** Start **

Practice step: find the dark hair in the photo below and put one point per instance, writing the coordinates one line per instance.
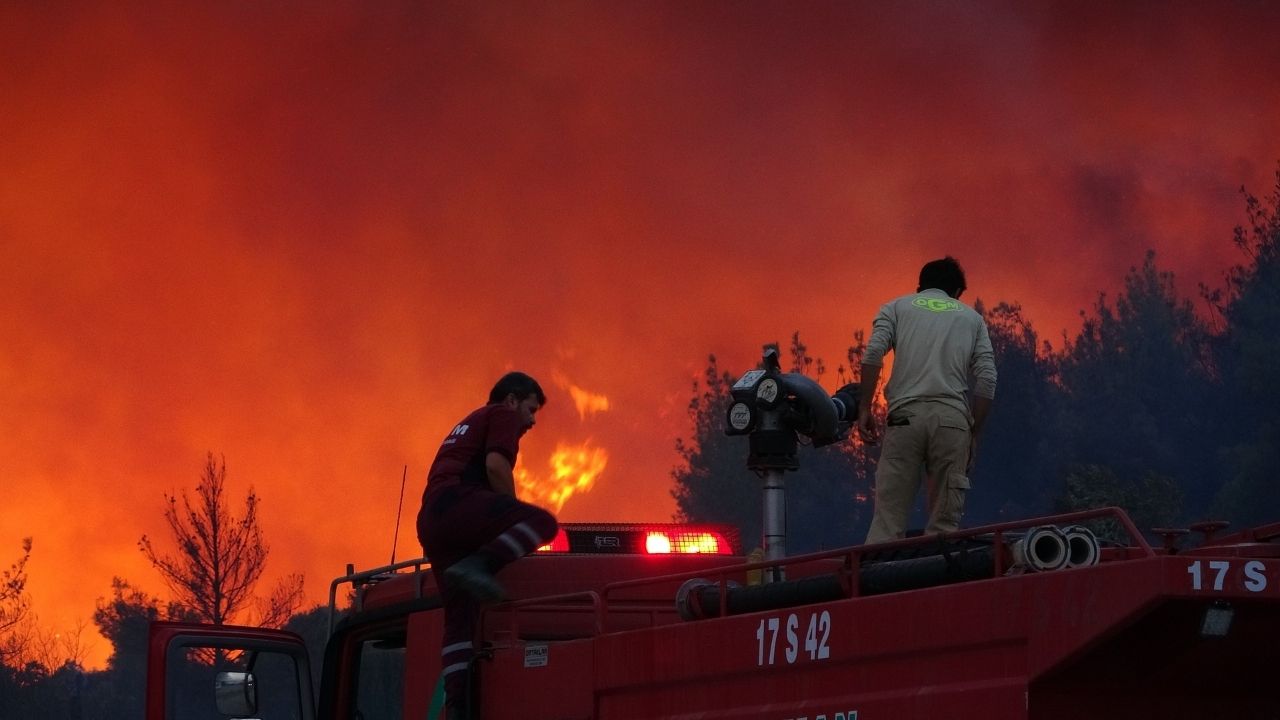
(945, 274)
(519, 384)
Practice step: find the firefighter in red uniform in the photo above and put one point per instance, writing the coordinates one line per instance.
(471, 524)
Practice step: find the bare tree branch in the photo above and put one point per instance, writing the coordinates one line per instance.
(220, 557)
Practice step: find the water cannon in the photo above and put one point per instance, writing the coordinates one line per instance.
(773, 409)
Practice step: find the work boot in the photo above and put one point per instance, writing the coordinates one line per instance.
(472, 577)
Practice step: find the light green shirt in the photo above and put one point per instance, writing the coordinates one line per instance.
(938, 343)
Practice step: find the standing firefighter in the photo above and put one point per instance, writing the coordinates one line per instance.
(937, 342)
(471, 524)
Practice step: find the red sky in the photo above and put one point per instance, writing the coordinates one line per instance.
(310, 236)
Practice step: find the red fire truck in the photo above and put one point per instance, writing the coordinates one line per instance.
(634, 621)
(1037, 619)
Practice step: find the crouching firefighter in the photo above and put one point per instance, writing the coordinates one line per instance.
(471, 524)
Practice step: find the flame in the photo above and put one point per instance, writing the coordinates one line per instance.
(584, 400)
(574, 469)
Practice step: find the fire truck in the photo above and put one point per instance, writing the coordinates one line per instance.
(1065, 616)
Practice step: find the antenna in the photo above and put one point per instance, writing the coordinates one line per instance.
(398, 507)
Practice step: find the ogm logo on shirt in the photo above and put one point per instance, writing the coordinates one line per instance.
(935, 305)
(458, 431)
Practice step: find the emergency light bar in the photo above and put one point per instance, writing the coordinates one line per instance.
(643, 538)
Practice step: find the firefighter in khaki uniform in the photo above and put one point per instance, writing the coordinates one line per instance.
(937, 342)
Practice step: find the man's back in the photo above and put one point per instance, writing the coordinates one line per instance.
(937, 343)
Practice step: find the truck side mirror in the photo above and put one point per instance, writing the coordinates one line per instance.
(236, 693)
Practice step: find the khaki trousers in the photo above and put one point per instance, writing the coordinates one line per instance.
(933, 437)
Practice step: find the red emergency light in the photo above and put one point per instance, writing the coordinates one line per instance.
(643, 538)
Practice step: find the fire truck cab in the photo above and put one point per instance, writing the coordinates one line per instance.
(1005, 621)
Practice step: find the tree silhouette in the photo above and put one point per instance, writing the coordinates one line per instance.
(1247, 358)
(1014, 474)
(1141, 391)
(220, 557)
(14, 605)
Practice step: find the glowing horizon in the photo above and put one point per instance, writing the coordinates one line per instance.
(309, 238)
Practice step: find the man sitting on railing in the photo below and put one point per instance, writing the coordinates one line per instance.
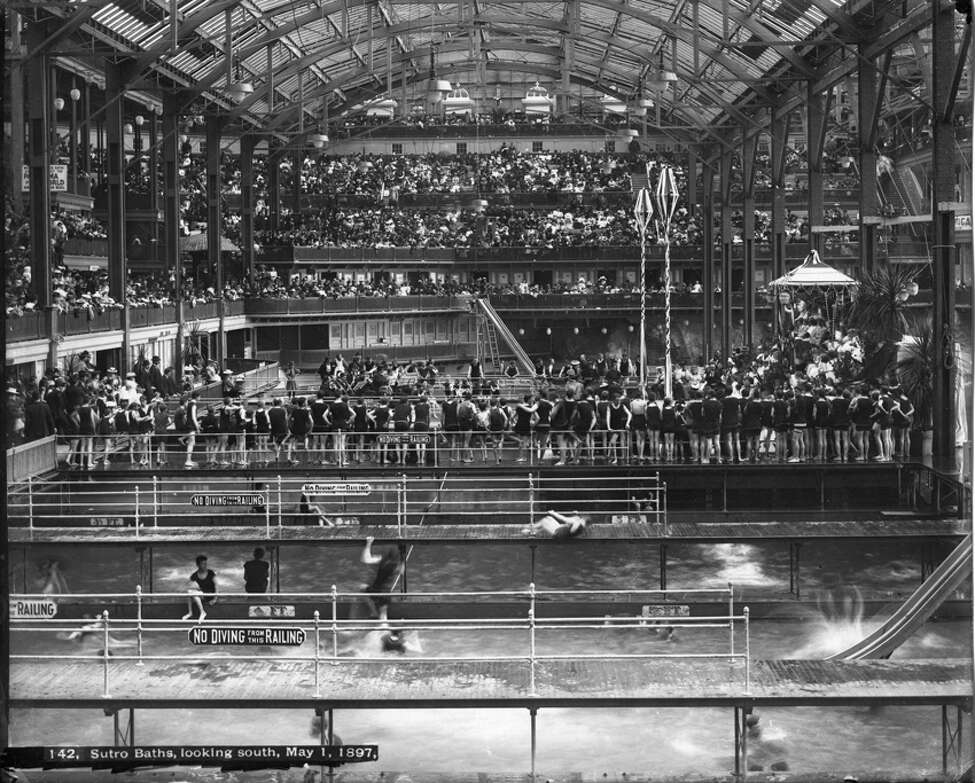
(559, 525)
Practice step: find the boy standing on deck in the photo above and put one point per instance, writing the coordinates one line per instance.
(390, 567)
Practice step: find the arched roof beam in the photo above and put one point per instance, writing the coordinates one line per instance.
(451, 24)
(283, 121)
(444, 21)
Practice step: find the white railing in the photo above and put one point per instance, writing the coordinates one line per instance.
(104, 626)
(437, 447)
(403, 501)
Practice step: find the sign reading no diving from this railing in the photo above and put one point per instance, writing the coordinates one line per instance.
(247, 637)
(337, 488)
(224, 499)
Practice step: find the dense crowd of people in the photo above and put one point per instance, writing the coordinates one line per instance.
(801, 400)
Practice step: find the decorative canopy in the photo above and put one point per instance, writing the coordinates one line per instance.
(813, 273)
(197, 243)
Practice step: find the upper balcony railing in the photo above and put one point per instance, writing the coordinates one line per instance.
(285, 254)
(795, 199)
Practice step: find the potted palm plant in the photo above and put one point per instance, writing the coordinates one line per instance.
(915, 373)
(880, 313)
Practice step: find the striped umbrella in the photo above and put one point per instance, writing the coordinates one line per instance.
(643, 212)
(666, 197)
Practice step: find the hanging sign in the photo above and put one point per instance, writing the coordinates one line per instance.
(57, 178)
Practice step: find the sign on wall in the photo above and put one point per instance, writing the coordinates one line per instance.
(57, 178)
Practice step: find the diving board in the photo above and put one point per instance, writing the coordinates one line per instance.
(403, 683)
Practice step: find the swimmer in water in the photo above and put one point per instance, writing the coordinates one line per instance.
(388, 641)
(559, 525)
(52, 579)
(395, 640)
(202, 591)
(94, 631)
(390, 567)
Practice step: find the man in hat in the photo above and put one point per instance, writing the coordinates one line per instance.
(15, 416)
(156, 382)
(38, 420)
(227, 383)
(111, 382)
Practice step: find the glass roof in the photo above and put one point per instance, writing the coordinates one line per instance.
(732, 57)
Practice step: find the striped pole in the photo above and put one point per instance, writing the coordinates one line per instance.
(643, 212)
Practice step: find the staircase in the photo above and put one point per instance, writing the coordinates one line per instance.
(907, 191)
(487, 344)
(491, 331)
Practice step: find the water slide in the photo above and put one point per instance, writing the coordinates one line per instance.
(527, 366)
(914, 612)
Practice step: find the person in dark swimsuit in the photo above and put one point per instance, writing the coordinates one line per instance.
(390, 566)
(257, 572)
(203, 593)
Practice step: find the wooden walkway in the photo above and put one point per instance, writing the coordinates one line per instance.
(404, 683)
(790, 530)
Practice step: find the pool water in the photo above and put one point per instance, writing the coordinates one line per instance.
(657, 742)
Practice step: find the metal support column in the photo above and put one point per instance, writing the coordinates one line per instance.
(741, 742)
(533, 713)
(214, 125)
(726, 263)
(124, 729)
(247, 144)
(663, 566)
(707, 277)
(153, 145)
(40, 198)
(943, 250)
(692, 194)
(403, 557)
(16, 71)
(868, 115)
(273, 186)
(779, 145)
(749, 151)
(951, 741)
(115, 166)
(794, 584)
(816, 133)
(171, 210)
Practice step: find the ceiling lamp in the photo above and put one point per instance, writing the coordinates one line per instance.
(382, 107)
(612, 105)
(458, 101)
(438, 87)
(240, 89)
(663, 77)
(537, 100)
(318, 140)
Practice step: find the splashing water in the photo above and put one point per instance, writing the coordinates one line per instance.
(836, 624)
(740, 564)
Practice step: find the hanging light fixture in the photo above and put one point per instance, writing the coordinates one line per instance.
(237, 86)
(537, 100)
(319, 138)
(663, 77)
(458, 101)
(437, 87)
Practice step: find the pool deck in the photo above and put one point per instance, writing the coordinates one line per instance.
(895, 527)
(403, 683)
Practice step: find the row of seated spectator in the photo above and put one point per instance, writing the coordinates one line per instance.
(760, 407)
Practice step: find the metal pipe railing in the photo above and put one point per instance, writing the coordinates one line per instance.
(228, 449)
(140, 626)
(374, 499)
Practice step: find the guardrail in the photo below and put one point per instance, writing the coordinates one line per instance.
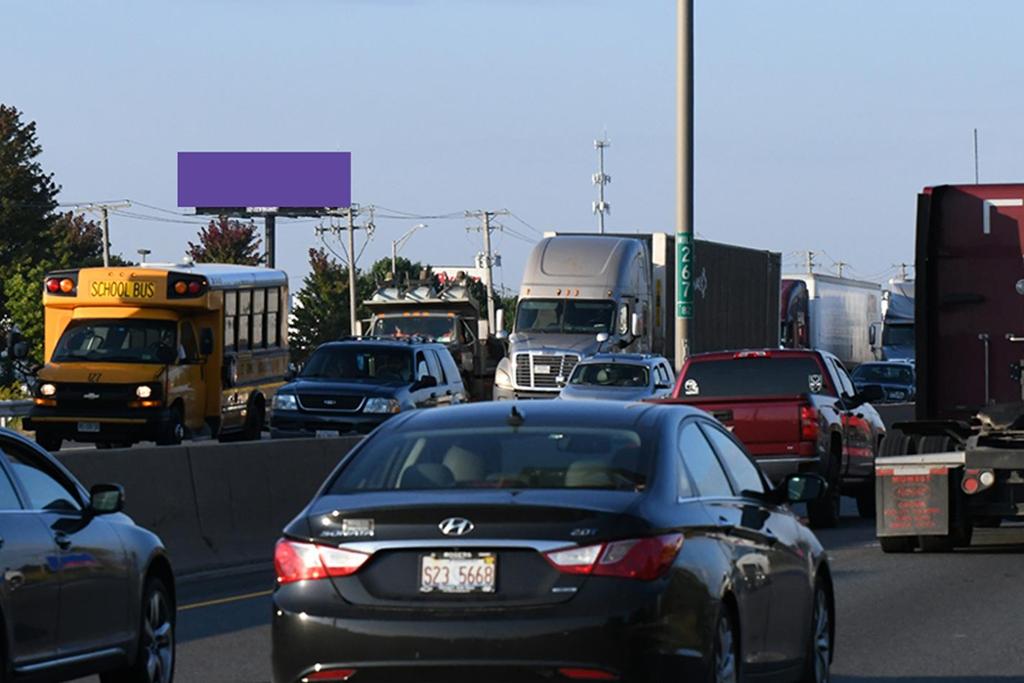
(13, 409)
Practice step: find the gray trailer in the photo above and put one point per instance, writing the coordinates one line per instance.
(584, 294)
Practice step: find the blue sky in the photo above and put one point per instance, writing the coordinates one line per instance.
(816, 123)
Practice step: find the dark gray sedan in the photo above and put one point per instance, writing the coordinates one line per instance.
(552, 541)
(621, 377)
(84, 590)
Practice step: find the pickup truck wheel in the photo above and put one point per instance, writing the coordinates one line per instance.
(898, 544)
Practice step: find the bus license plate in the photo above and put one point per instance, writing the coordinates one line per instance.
(458, 572)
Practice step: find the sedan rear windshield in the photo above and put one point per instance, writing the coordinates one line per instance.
(754, 377)
(500, 458)
(610, 375)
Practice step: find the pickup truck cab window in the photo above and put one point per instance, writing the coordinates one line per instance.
(696, 457)
(744, 472)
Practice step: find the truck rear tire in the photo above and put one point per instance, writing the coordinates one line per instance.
(896, 442)
(898, 544)
(865, 503)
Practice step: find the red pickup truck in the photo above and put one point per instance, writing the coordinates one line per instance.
(796, 411)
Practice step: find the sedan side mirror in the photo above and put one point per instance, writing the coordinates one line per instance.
(870, 394)
(425, 382)
(105, 499)
(804, 487)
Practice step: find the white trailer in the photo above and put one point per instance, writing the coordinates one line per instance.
(841, 313)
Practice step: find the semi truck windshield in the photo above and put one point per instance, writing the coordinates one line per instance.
(564, 316)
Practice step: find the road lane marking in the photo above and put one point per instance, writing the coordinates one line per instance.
(225, 601)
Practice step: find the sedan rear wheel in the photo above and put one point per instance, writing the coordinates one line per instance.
(726, 649)
(820, 652)
(155, 658)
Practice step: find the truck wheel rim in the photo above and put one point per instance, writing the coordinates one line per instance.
(158, 639)
(822, 639)
(725, 656)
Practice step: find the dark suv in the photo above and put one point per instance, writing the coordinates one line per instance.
(354, 385)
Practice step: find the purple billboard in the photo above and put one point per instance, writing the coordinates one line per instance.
(283, 179)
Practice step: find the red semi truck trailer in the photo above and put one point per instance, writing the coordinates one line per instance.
(960, 464)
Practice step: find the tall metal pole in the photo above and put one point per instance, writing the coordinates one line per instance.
(269, 223)
(107, 236)
(601, 179)
(351, 271)
(684, 176)
(487, 280)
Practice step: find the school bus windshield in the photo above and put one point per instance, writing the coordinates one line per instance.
(118, 341)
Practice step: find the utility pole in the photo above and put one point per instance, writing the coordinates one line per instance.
(684, 178)
(601, 179)
(103, 211)
(350, 213)
(488, 260)
(396, 244)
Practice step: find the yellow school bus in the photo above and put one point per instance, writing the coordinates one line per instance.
(158, 352)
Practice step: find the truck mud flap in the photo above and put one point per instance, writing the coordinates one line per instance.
(913, 500)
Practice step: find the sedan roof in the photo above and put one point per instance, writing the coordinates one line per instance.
(547, 413)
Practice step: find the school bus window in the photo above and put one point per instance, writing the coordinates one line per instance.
(258, 324)
(136, 340)
(245, 302)
(229, 336)
(188, 342)
(271, 330)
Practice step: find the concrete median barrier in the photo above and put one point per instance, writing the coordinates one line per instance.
(214, 506)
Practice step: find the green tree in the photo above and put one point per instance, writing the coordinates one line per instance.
(227, 241)
(72, 242)
(28, 198)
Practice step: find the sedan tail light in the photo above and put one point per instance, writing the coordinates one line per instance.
(644, 559)
(305, 561)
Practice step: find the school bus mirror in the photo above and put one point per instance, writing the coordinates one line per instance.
(206, 341)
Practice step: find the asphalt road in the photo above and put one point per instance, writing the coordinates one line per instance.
(905, 619)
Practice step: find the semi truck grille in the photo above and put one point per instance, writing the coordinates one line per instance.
(322, 401)
(542, 372)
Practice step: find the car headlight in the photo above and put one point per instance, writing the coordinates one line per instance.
(381, 406)
(286, 401)
(502, 379)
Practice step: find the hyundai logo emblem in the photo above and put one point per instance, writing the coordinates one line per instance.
(456, 526)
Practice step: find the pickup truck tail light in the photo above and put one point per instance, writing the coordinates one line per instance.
(808, 423)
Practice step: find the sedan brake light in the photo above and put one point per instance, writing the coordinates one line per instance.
(644, 559)
(306, 561)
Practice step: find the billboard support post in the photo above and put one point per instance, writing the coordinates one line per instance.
(269, 221)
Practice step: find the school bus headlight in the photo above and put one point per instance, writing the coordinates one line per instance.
(286, 401)
(381, 406)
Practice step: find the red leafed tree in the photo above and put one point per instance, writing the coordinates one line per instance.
(226, 241)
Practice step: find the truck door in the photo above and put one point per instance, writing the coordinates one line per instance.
(187, 378)
(858, 438)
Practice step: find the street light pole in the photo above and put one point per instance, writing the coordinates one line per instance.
(684, 178)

** End **

The exercise: Could you give the entries again from the line containing "Practice step: find the truck door" through the end of the entries, with "street light pole" changed to "lamp post" and nothing else altered?

Completed exercise:
Practice step: find the truck door in the photo above and put one point per instance, writing the coordinates one line per instance.
(187, 378)
(858, 438)
Practice step: find the lamp post in the photo above and put one point per instance, writing the coordinates one line per instance.
(684, 178)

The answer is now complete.